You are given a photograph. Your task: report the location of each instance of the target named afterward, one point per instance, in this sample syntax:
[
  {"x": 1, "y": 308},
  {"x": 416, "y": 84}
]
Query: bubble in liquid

========================================

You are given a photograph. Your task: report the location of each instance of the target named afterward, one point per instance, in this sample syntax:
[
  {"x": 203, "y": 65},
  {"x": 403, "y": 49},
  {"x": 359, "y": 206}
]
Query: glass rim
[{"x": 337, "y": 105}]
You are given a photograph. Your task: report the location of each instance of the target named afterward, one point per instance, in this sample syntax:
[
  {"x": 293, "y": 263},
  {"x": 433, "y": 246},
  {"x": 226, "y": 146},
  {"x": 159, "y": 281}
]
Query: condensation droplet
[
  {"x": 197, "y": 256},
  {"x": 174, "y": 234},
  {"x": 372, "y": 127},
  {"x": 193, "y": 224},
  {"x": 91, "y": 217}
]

========================================

▸ What you have to do
Display every line from the rows above that contains the string "Query", copying each line in full. Letter case matters.

▸ Exercise output
Query: bubble in liquid
Query: glass rim
Query: condensation droplet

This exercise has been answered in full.